* **Reading text**:

[Start of Attachment]

Creating nanocrystalline materials

The module asap3.setup.nanocrystalline contains a number of functions that can help setting up a nanocrystalline material.

make_nanocrystal(size, centres, rotations, min_dist=2.0, unit=None, symbol=None, latticeconstant=None):

Create a nanocrystalline sample.

Parameters:

size: Size of the system, in Angstrom (either a number or three numbers).

centres: Positions of grains in scaled coordinates (i.e. between 0.0 and 1.0).

rotations: Rotation matrices for the grains.

min_dist: (optional) If two atoms are closer than this distance, one of them is removed (default: 2.0).

unit: (optional) A unit cell for building the crystals (Atoms object). MUST be orthorhombic!

symbol: (optional) If unit is None, then an FCC crystal of this element is used.

latticeconstant (optional): If symbol is specified, this overrides the default lattice constant.

Either unit or symbol must be specified.

There are also a number of “helper functions” that can be used to help creating the material, either by generating some of the arrays that make_nanocrystal needs as input, or by post-processing the resulting Atoms object.

bcc_grains(size, perturbation=0.0):

Creates a grain layout based on a randomly perturbed BCC lattice. The size argument is a 3-tuple giving the number of BCC unit cells

If perturbation is non-zero, the position of each grain is randomly perturbed by an amount drawn from a normal distribution with this standard deviation.

[End of Attachment]

* **Listed records**:

[Start of Attachment]

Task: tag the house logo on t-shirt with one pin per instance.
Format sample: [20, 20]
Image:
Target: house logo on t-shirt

[End of Attachment]
[Start of Attachment]

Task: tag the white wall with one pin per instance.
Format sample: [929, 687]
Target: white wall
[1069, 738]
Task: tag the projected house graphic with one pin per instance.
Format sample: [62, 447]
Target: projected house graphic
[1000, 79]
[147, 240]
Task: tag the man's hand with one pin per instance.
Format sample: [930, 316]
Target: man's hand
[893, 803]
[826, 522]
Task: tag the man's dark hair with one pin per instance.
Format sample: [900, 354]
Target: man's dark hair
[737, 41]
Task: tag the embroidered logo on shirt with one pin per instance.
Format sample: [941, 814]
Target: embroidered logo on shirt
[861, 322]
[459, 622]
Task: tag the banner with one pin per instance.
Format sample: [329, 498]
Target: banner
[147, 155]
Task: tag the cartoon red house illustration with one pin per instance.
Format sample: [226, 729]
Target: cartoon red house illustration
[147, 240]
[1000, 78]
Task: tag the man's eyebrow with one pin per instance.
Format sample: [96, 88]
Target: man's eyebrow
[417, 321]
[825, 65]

[End of Attachment]

Extend the documentation on nanocrystalline materials, starting after its last sentence. The data has nothing to do with the documentation on nanocrystalline materials.

* **Response area**:
The function returns two numpy array, the first is the grain centers, the second a corresponding number of random rotation matrices. These arrays can be passed directly as the centres and rotations arguments of the make_nanocrystal function.

minimize_energy(atoms, nstep, pressure_interval=10, bulkmodulus = 140e9/1e5):

Helper function for minimizing the energy of a nanocrystalline structure.

It minimizes the energy while eliminating the diagonal components of the stress. The atomic positions are optimized using the FIRE algorithm and the stress is minimized using the Inhomogeneous_Berendsen algorithm.

Parameters:

atoms: The atoms object to be energy-minimized.

nsteps: Number of time steps in the FIRE algorithm

pressure_interval: (optional, default is 10) How often to call the stress minimizer.

bulkmodulus: (optional, default is 1.4e6). The bulk modulus (in bar !!!) used by the stress optimizer. This value is for Cu and is useful for all metals. The value is uncritical, but the order of magnitude should be reasonable.